Excerpts from a point labeling dataset:
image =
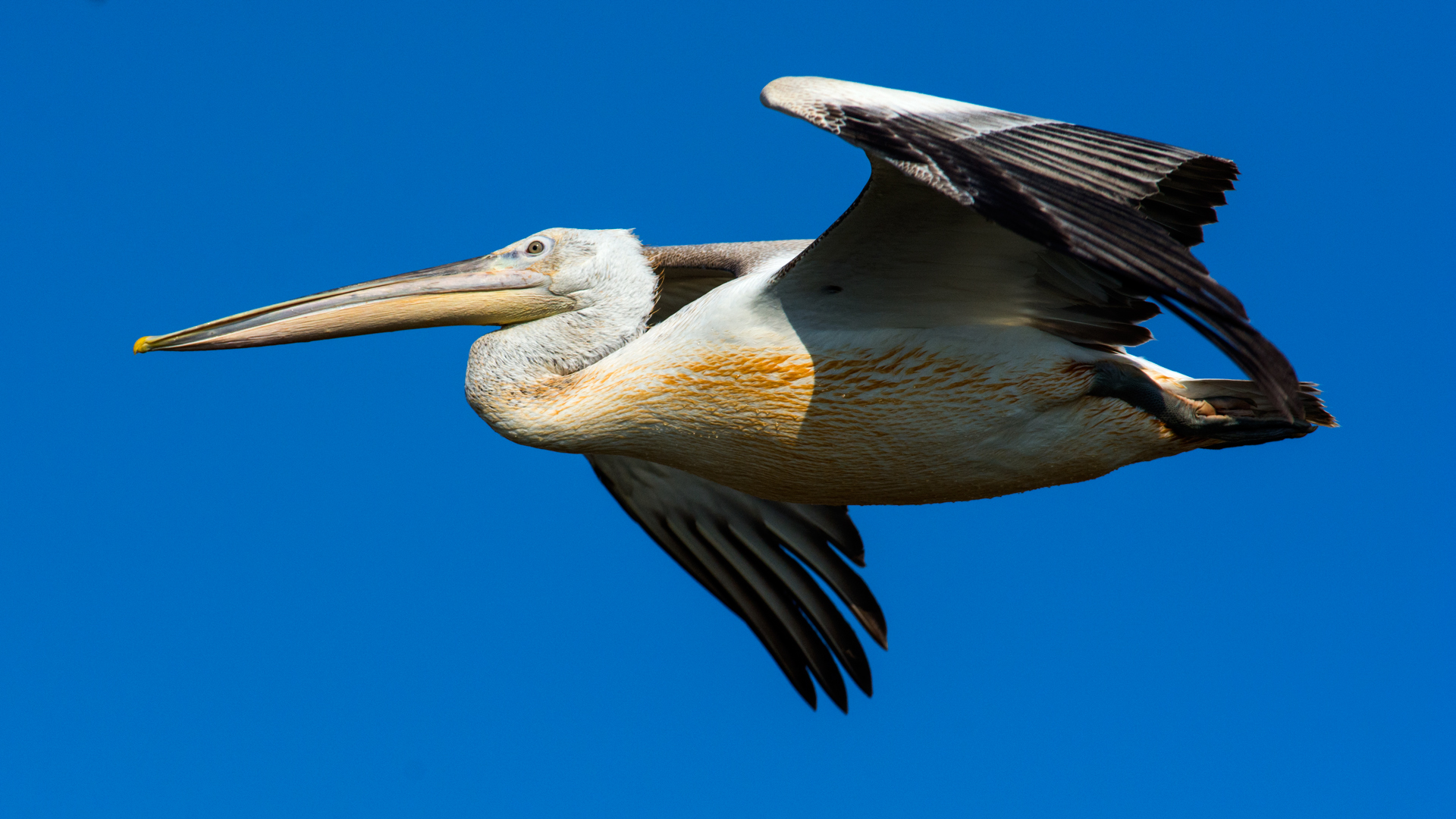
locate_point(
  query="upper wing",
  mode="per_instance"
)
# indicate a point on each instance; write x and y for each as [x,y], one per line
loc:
[688,271]
[747,553]
[1059,226]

PROBLEM TO SOLVE
Copy every line of the records above word for word, omitting the pictures.

ANSWER IN FULL
image =
locate_point(
  query="upper wing",
  mode="per_instance"
)
# indicate a point on each instance; write x and y for each as [x,y], one per line
loc:
[688,271]
[747,553]
[1059,226]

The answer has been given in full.